Given request: Rewrite all of the data below as a JSON list of strings, with one string per line and blank lines skipped. Leave the pictures out.

Dataset records:
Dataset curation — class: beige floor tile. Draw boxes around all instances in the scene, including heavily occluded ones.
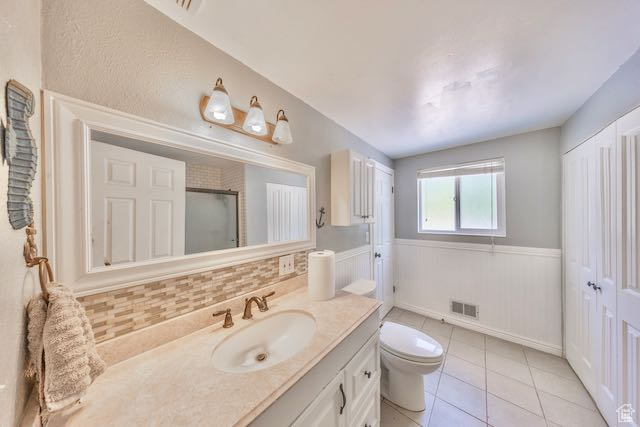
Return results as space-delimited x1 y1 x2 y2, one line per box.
422 317 453 338
486 335 527 365
395 310 425 329
487 371 543 416
524 347 580 381
384 307 404 320
385 392 436 427
430 329 451 353
487 394 547 427
451 326 485 350
428 398 486 427
531 367 596 411
380 401 419 427
487 351 533 386
539 391 607 427
442 354 486 390
447 340 485 366
436 374 487 420
423 369 442 394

Written solution:
[
  "Dataset curation — class: beige floor tile. Draw boxes around all instances in the scene, including heavily occluded ones.",
  "Return results as space-delimited x1 y1 x2 y2, one line per box.",
  "422 317 453 338",
  "486 335 527 365",
  "395 310 425 329",
  "487 371 543 416",
  "524 347 580 381",
  "384 307 404 320",
  "385 392 436 427",
  "430 329 451 353",
  "487 394 547 427",
  "451 326 485 350",
  "428 398 486 427",
  "531 367 596 411",
  "380 401 419 427",
  "487 351 533 386",
  "539 391 607 427",
  "442 354 486 390",
  "447 340 485 366",
  "436 374 487 420",
  "423 369 442 394"
]